▶ [Selected text]
[Start]

Remove some characters from string sql [duplicate]

I've got dirty data in a column with variable alpha length. I just want to strip out anything that is not 0-9.
I do not want to run a function or proc. I have a script that is similar that just grabs the numeric value after text, it looks like this:
Update TableName
set ColumntoUpdate=cast(replace(Columnofdirtydata,'Alpha #','') as int)
where Columnofdirtydata like 'Alpha #%'
And ColumntoUpdate is Null
I thought it would work pretty good until I found that some of the data fields I thought would just be in the format Alpha # 12345789 are not.
Examples of data that needs to be stripped
AB ABCDE # 123
ABCDE# 123
AB: ABC# 123
I just want the 123. It is true that all data fields do have the # prior to the number.
I tried substring and PatIndex, but I'm not quite getting the syntax correct or something. Anyone have any advice on the best way to address this?
See this blog post on extracting numbers from strings in SQL Server. Below is a sample using a string in your example:
DECLARE #textval NVARCHAR(30)

[End]

▶ [Extracted data]
[Start]

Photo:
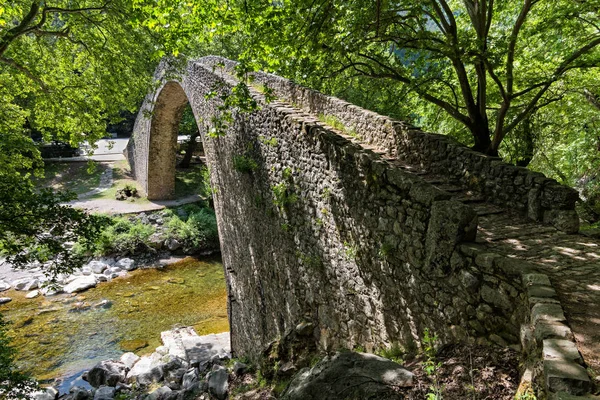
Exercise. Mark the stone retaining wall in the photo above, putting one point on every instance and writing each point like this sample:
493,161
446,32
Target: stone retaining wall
322,236
531,193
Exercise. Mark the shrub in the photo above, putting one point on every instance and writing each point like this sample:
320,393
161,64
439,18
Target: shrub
197,230
122,236
244,164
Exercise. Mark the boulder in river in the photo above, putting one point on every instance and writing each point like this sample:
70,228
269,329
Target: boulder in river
4,286
48,393
218,384
129,359
350,375
80,284
26,284
78,393
97,266
106,373
126,264
105,393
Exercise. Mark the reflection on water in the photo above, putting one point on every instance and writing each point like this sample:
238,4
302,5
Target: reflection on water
63,335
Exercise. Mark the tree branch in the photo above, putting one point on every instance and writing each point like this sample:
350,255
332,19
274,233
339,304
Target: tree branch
25,71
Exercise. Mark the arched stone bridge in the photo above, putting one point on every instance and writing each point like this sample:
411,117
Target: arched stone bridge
369,231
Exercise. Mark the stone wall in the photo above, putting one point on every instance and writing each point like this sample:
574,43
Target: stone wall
531,193
320,235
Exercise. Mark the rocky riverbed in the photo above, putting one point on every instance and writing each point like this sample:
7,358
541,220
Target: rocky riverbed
62,334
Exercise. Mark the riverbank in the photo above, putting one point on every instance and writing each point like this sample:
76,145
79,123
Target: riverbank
61,336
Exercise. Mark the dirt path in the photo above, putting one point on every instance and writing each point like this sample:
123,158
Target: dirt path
111,206
571,261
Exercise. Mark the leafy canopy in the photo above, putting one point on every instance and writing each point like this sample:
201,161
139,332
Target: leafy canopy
67,68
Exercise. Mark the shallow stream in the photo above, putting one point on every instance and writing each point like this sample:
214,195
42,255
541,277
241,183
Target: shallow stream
61,336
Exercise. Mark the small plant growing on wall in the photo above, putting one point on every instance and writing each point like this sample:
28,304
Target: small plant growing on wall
244,164
282,196
269,142
350,251
431,366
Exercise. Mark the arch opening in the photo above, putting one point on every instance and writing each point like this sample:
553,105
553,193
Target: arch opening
162,145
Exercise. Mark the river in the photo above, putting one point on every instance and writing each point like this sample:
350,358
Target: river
63,335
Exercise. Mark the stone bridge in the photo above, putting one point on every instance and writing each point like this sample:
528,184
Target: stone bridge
345,228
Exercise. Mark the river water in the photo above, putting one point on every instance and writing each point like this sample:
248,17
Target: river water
63,335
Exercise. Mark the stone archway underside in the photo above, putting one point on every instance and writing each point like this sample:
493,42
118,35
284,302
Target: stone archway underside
333,239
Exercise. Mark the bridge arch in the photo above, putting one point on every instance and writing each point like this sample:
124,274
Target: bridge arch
325,238
162,145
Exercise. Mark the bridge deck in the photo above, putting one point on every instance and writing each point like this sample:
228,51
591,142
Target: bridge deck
571,261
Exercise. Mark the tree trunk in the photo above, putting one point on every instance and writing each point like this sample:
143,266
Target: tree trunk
189,152
483,142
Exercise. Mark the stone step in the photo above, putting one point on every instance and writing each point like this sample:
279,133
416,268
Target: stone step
186,344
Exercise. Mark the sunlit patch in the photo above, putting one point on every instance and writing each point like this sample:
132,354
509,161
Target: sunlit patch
567,250
516,243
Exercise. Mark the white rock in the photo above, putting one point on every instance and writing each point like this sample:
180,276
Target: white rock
217,382
129,359
26,284
142,366
80,284
48,393
104,393
97,266
4,286
71,278
126,263
51,291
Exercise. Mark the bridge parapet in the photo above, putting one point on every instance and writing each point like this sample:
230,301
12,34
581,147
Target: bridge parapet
516,188
319,231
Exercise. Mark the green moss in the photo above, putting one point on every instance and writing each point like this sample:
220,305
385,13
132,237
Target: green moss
133,345
337,124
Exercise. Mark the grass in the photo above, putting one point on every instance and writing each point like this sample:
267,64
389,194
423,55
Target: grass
121,177
77,177
193,180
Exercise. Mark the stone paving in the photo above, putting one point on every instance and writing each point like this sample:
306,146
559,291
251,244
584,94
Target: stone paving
571,261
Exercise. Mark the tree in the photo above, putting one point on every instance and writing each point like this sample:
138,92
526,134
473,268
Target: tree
67,68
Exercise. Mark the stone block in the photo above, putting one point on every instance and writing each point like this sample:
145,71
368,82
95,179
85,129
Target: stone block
552,330
547,312
541,291
565,376
564,220
536,279
561,349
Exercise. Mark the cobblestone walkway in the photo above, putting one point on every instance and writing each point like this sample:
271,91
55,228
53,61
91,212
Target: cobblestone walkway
571,261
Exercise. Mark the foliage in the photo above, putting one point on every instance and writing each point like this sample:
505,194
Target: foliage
122,236
13,384
283,196
66,70
197,230
244,163
35,225
432,366
395,353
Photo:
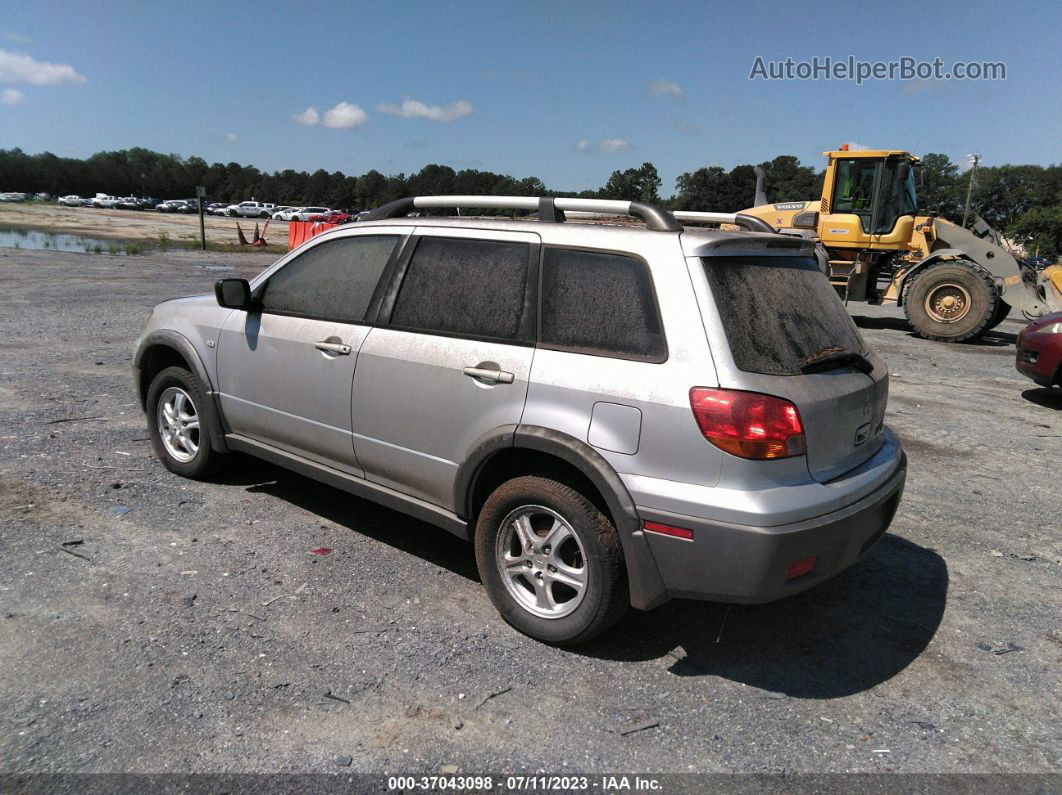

[End]

▶ [Exercise instructions]
1: Answer these questions from the SQL string thread.
(a) Which characters does the poster want to keep in the column?
(b) What does the poster say they do not want to run?
(c) Which two things did the poster try without getting the syntax right?
2: Retype the part of the SQL string thread starting at "I do not want" and ending at "to the number.".

▶ [Solutions to the problems]
1:
(a) The digits 0-9.
(b) A function or proc.
(c) Substring and PatIndex.

2:
I do not want to run a function or proc. I have a script that is similar that just grabs the numeric value after text, it looks like this:
Update TableName
set ColumntoUpdate=cast(replace(Columnofdirtydata,'Alpha #','') as int)
where Columnofdirtydata like 'Alpha #%'
And ColumntoUpdate is Null
I thought it would work pretty good until I found that some of the data fields I thought would just be in the format Alpha # 12345789 are not.
Examples of data that needs to be stripped
AB ABCDE # 123
ABCDE# 123
AB: ABC# 123
I just want the 123. It is true that all data fields do have the # prior to the number.